Excerpt
+++
# Select - SQL

## References
- [Select - Databricks](https://docs.databricks.com/spark/latest/spark-sql/language-manual/select.html)
- [SQL Guide - Databricks](https://docs.databricks.com/spark/latest/spark-sql/index.html)

__Contents__
1. Setup
1. Basic select statement
1. Specify columns
1. Create columns
1. Sort rows
1. Filter rows
1. Sample rows

## 1. Setup

The following code creates the `iris` table.

In [6]:
%sql
drop table if exists iris;
create temporary table iris 
using CSV 
options(path="mnt/datalab-datasets/file-samples/iris.csv", 
        header=TRUE)

List the columns of the `iris` table.

In [8]:
%sql
show columns in iris

## 2. Basic select statement

The basic SQL statement (below) selects all columns from the table.

In [11]:
%sql
select * 
  from iris

## 3. Specify columns

d The examples below demonstrate 
- selecting columns from (common) tables 
- selecting columns from tables which store JSONL data

### 3.1 From common tables (CSV files)

Columns can be listed and can be renamed.

In [16]:
%sql
select SepalLength, SepalWidth, Name as Species
from iris

### 3.2 From JSONL files

This section contains examples which read JSONL files into an SQL table and then select columns from that table.

#### Example: `zips.json`

Load the `zips.json` JSON data for the next example.
+++
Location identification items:
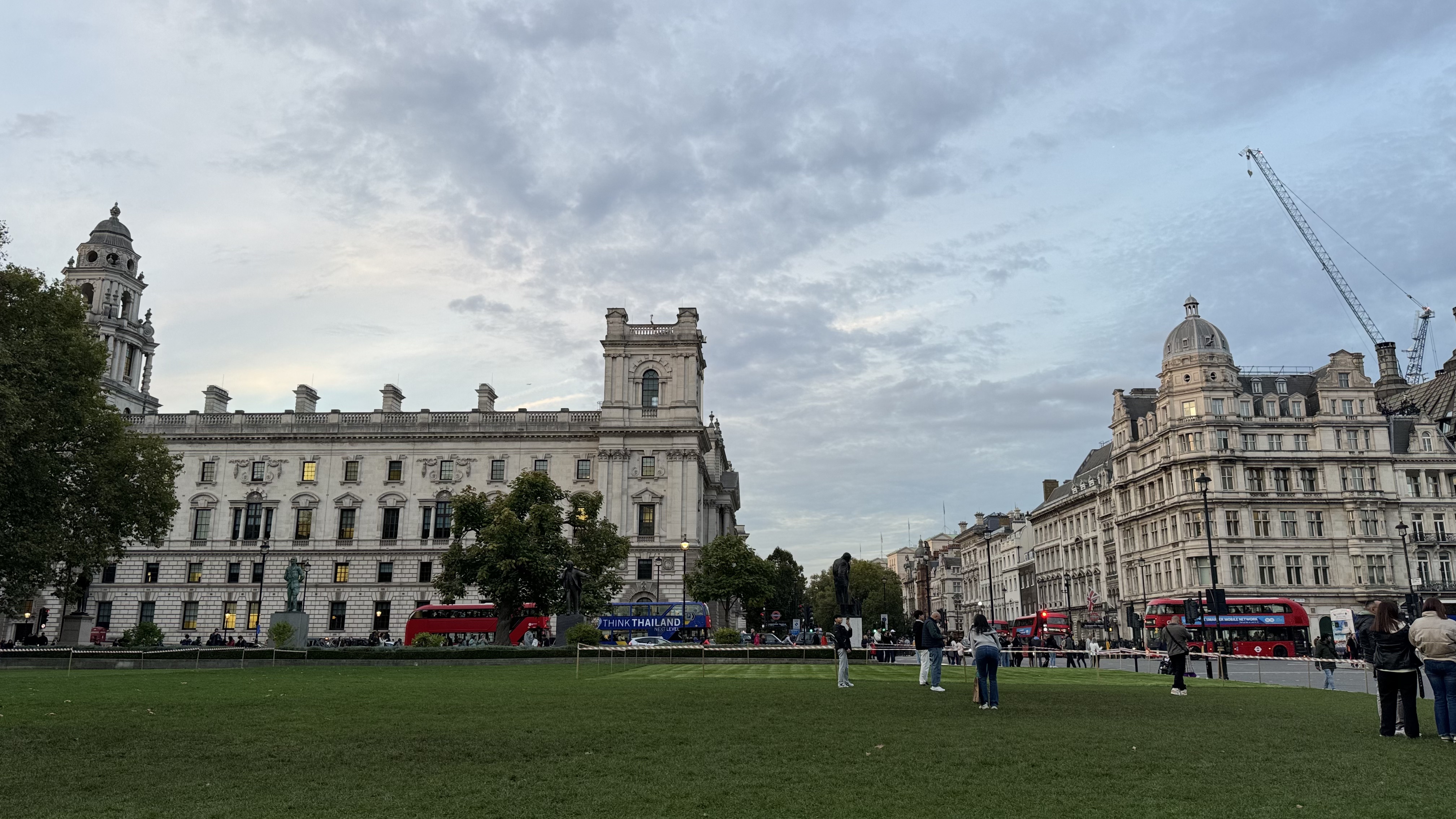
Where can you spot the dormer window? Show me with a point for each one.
(650, 388)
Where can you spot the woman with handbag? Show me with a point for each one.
(1397, 670)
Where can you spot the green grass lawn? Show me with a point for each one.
(673, 741)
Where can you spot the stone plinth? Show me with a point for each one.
(300, 627)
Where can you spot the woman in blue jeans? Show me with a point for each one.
(1435, 639)
(986, 650)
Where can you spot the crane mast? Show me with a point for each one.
(1288, 200)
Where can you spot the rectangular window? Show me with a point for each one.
(1294, 572)
(1320, 567)
(1267, 576)
(202, 524)
(1261, 524)
(252, 521)
(443, 519)
(1289, 524)
(1315, 524)
(347, 524)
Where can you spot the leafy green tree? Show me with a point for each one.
(76, 483)
(729, 572)
(520, 550)
(873, 585)
(787, 579)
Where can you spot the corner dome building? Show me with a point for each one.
(107, 272)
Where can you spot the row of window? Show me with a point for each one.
(338, 612)
(152, 572)
(395, 470)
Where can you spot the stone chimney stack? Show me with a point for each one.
(1391, 382)
(305, 400)
(485, 398)
(394, 398)
(214, 400)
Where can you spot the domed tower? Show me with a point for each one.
(1197, 359)
(107, 272)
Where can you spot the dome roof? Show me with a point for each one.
(111, 232)
(1196, 334)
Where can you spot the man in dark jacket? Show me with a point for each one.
(842, 642)
(921, 655)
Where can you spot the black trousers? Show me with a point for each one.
(1390, 687)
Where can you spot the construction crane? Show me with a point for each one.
(1423, 317)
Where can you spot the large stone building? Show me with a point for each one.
(365, 496)
(1311, 474)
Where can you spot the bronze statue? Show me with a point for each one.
(841, 570)
(571, 579)
(293, 576)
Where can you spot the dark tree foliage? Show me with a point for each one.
(729, 572)
(874, 585)
(520, 547)
(78, 486)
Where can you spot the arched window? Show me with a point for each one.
(650, 388)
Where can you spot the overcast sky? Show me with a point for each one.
(927, 241)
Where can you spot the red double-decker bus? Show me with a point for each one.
(1041, 624)
(462, 621)
(1258, 627)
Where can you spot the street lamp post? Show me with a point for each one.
(1410, 582)
(685, 547)
(1213, 563)
(258, 624)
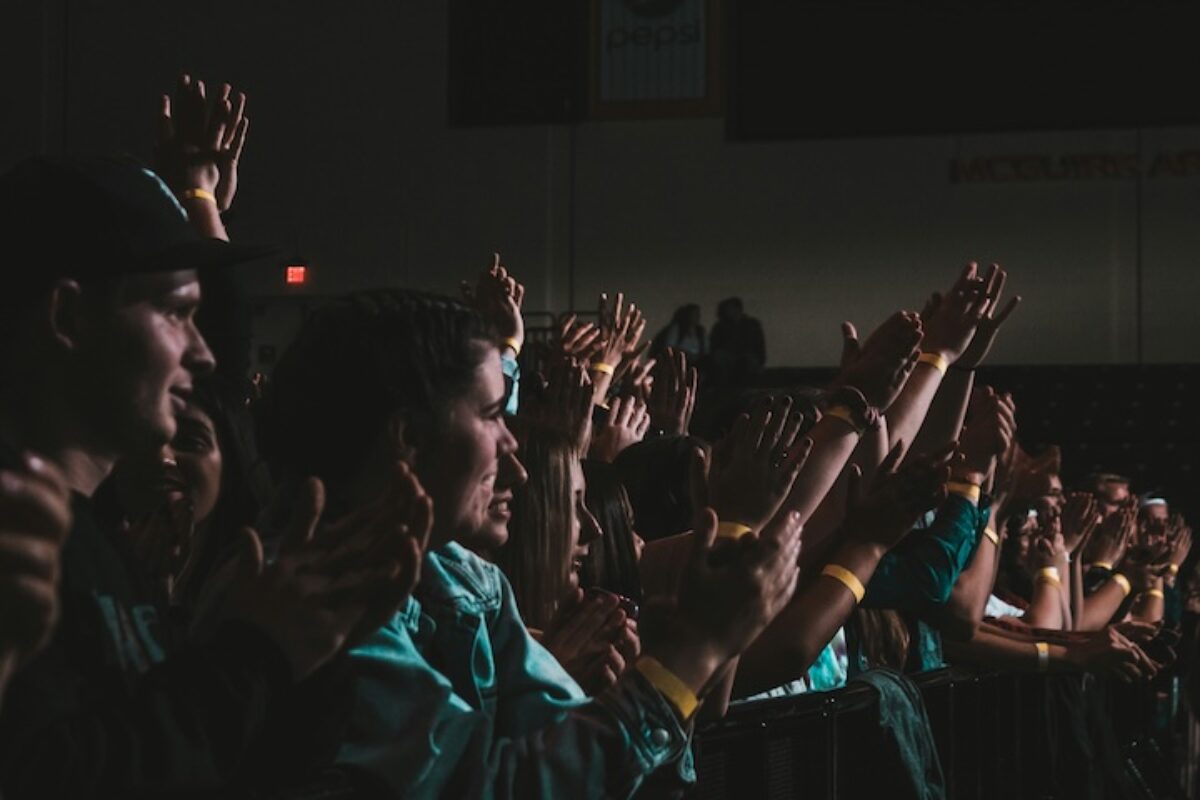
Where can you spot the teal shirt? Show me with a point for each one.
(918, 575)
(455, 698)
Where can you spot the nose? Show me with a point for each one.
(198, 359)
(589, 527)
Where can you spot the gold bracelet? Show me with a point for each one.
(844, 414)
(732, 529)
(936, 360)
(199, 194)
(964, 489)
(669, 685)
(847, 578)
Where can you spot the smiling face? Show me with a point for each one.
(469, 464)
(136, 360)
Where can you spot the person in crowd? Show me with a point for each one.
(100, 352)
(683, 334)
(737, 344)
(455, 678)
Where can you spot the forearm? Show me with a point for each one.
(1102, 605)
(907, 413)
(792, 642)
(946, 413)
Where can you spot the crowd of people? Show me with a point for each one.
(433, 561)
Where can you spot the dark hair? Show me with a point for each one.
(354, 364)
(657, 474)
(611, 563)
(537, 557)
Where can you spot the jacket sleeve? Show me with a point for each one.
(419, 737)
(184, 725)
(921, 571)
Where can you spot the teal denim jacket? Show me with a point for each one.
(455, 698)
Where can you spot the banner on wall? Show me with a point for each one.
(654, 58)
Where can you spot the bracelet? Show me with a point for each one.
(847, 578)
(844, 414)
(732, 529)
(669, 685)
(199, 194)
(936, 360)
(1043, 655)
(964, 489)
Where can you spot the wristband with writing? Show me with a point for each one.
(846, 578)
(669, 685)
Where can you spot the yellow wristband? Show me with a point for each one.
(936, 360)
(969, 491)
(843, 413)
(669, 684)
(732, 529)
(846, 577)
(199, 194)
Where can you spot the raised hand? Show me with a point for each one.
(1080, 516)
(1113, 536)
(953, 322)
(564, 403)
(579, 340)
(333, 585)
(593, 639)
(991, 423)
(627, 425)
(990, 322)
(199, 140)
(621, 330)
(498, 296)
(895, 500)
(673, 394)
(35, 517)
(881, 366)
(754, 467)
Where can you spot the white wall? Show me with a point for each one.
(352, 166)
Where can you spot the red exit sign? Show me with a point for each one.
(295, 275)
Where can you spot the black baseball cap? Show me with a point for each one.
(95, 216)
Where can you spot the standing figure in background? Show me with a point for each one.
(738, 347)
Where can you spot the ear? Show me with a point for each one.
(64, 311)
(402, 438)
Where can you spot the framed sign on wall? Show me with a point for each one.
(654, 59)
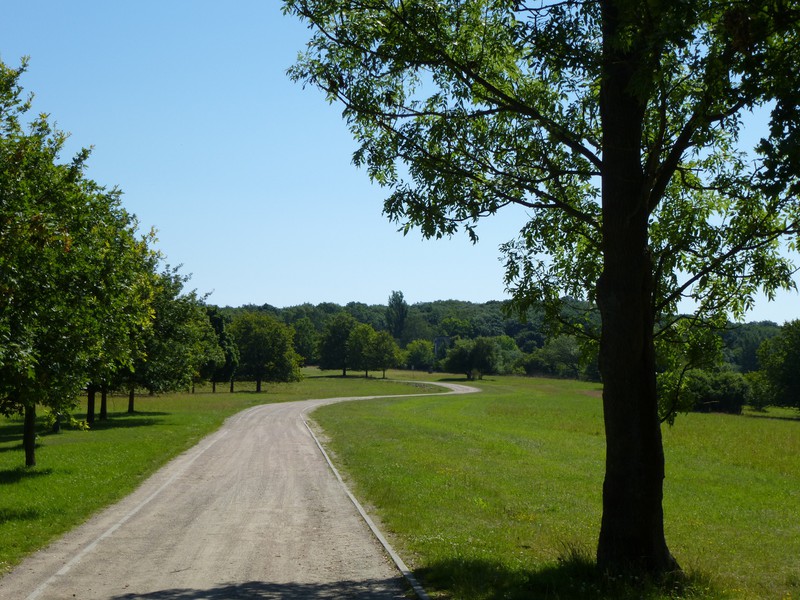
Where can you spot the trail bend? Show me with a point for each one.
(252, 511)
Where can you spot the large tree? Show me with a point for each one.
(73, 271)
(333, 348)
(616, 124)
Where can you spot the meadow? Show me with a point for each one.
(80, 472)
(486, 496)
(498, 495)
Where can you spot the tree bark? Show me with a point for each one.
(103, 402)
(91, 393)
(632, 528)
(29, 435)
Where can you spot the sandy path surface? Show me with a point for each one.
(252, 511)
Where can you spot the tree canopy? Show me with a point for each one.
(619, 125)
(74, 274)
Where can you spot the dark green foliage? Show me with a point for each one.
(396, 314)
(359, 348)
(182, 340)
(419, 355)
(266, 349)
(215, 370)
(741, 342)
(333, 353)
(74, 276)
(306, 340)
(474, 358)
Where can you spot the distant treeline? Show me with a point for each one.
(723, 371)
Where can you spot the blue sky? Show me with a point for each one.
(245, 175)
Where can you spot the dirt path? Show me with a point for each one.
(253, 511)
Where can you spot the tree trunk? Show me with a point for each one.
(632, 527)
(29, 435)
(91, 393)
(103, 402)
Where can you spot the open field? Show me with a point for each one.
(487, 494)
(80, 472)
(484, 495)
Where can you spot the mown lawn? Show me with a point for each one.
(498, 495)
(80, 472)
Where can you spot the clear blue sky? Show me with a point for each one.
(245, 175)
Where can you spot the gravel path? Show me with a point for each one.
(252, 511)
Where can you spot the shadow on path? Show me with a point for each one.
(363, 590)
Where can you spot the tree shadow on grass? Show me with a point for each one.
(127, 420)
(14, 515)
(573, 578)
(391, 589)
(11, 476)
(766, 415)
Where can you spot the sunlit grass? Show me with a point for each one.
(498, 495)
(80, 472)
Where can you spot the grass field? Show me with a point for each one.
(497, 495)
(80, 472)
(487, 496)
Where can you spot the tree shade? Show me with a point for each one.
(616, 124)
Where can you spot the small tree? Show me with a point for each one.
(222, 371)
(420, 354)
(384, 352)
(779, 358)
(265, 348)
(396, 315)
(306, 340)
(360, 343)
(333, 352)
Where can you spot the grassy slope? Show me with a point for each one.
(485, 493)
(79, 472)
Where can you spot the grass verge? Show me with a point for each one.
(498, 495)
(80, 472)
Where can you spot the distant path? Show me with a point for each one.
(252, 511)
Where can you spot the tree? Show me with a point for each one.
(181, 340)
(71, 268)
(383, 352)
(616, 124)
(396, 314)
(333, 352)
(359, 347)
(224, 370)
(420, 355)
(779, 358)
(474, 358)
(306, 340)
(266, 349)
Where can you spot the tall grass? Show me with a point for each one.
(498, 495)
(80, 472)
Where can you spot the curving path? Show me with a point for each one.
(252, 511)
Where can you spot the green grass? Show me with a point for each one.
(498, 495)
(80, 472)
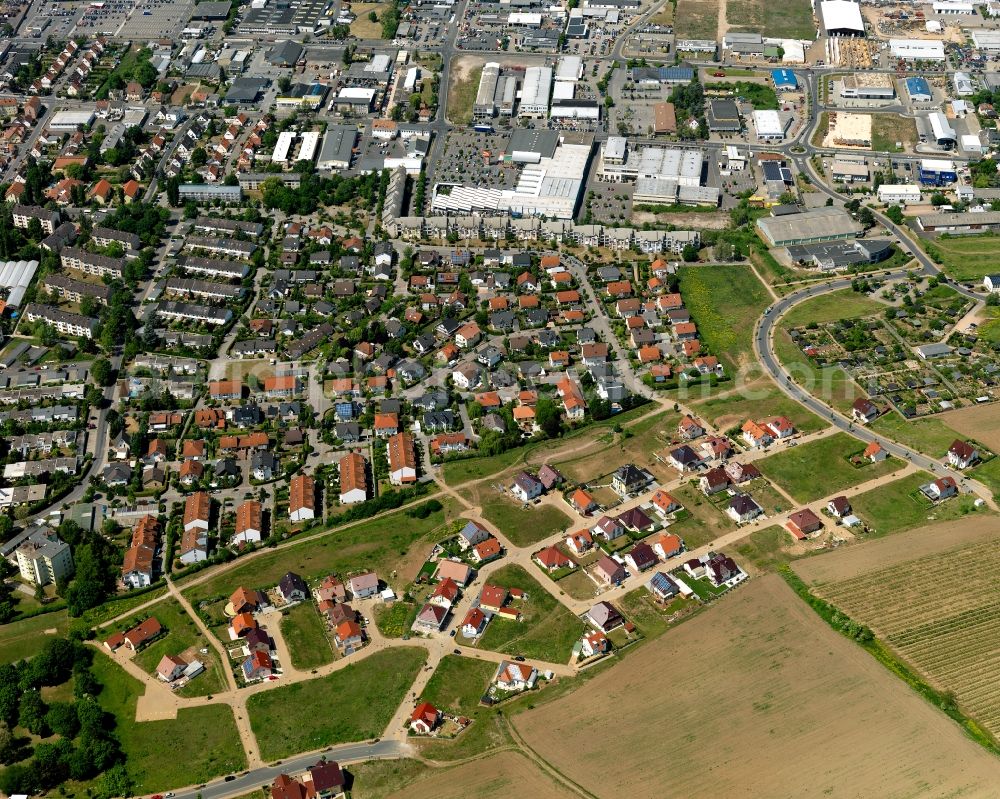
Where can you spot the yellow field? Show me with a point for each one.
(756, 697)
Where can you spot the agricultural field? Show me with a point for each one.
(305, 635)
(546, 630)
(724, 301)
(384, 544)
(820, 468)
(951, 634)
(899, 505)
(855, 729)
(964, 258)
(793, 20)
(523, 526)
(501, 774)
(357, 701)
(199, 745)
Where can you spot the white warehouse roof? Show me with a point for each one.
(842, 15)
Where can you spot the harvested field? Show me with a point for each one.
(498, 776)
(981, 422)
(854, 729)
(950, 634)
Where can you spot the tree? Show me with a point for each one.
(102, 372)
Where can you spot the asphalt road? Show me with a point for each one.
(253, 780)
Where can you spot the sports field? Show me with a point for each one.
(763, 699)
(941, 615)
(965, 257)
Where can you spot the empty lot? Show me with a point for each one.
(764, 700)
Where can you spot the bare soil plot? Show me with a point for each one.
(696, 19)
(788, 683)
(981, 422)
(497, 777)
(950, 634)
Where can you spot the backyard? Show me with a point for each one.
(822, 467)
(351, 704)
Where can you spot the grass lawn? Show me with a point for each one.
(546, 630)
(22, 639)
(724, 302)
(352, 704)
(762, 398)
(199, 745)
(929, 435)
(899, 506)
(964, 257)
(523, 526)
(395, 620)
(305, 635)
(888, 129)
(182, 634)
(792, 20)
(458, 683)
(462, 95)
(467, 469)
(819, 468)
(702, 522)
(377, 544)
(832, 307)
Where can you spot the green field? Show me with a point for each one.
(899, 506)
(929, 435)
(546, 630)
(199, 745)
(462, 96)
(523, 526)
(725, 302)
(458, 683)
(821, 468)
(831, 307)
(305, 635)
(182, 634)
(352, 704)
(964, 257)
(22, 639)
(787, 20)
(377, 544)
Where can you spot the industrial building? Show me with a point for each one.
(820, 224)
(338, 147)
(535, 92)
(842, 18)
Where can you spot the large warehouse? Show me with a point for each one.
(820, 224)
(842, 18)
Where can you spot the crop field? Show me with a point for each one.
(820, 468)
(696, 19)
(789, 683)
(964, 257)
(942, 614)
(500, 775)
(724, 302)
(791, 20)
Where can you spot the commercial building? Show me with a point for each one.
(535, 92)
(338, 147)
(842, 18)
(917, 49)
(819, 224)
+++
Work instructions
Continue the SQL select tutorial after its last sentence. You won't need the items for this.

Response to this task
In [21]:
%sql
drop table if exists zips;
create temporary table zips 
using JSON
options(path="/mnt/datalab-datasets/file-samples/zips.json", 
        header=TRUE);
select * from zips

Notice that the `loc` field contains a list of two numbers (longitude and latitude). 

The next cell retrieves data from the list stored in the `loc` field.

In [23]:
%sql
select city, loc[0], loc[1] from zips

In [24]:
%sh ls -hot /dbfs/mnt/datalab-datasets/file-samples/*.json

#### Example: `companies.json`

Load the `companies.json` JSON data for the next example.

In [27]:
%sh wc -l /dbfs/mnt/datalab-datasets/file-samples/companies.json

In [28]:
%sql
drop table if exists companies;
create temporary table companies
using JSON
options(path="/mnt/datalab-datasets/file-samples/companies.json", 
        header=TRUE);
select * from companies

Notice that the `acquisition` column. It contains a dictionary (in Python terminology) which contains a JSON "object", which is a "collection of name/value pairs". These names are often refered to as "keys". Notice the key `acquiring_company`. Its values is another object. 

To retrieve an element in the `acquisition` column use "dot notation". (See below for an example of dot notation.)

In [30]:
%sql
select acquisition.acquired_day, acquisition.acquiring_company.name from companies 

In [31]:
select acquisition.*  from companies 

## 4. Create columns

New columns can be created using arithmetic expressions and using SQL functions which operate on existing columns.

#### Using arithmetic

In [35]:
%sql
select SepalLength/SepalWidth as SepalRatio, SepalLength, SepalWidth, Name 
from iris

#### Using functions

The most common SQL functions: `count`, `avg`, `min`, `max`, `sum`.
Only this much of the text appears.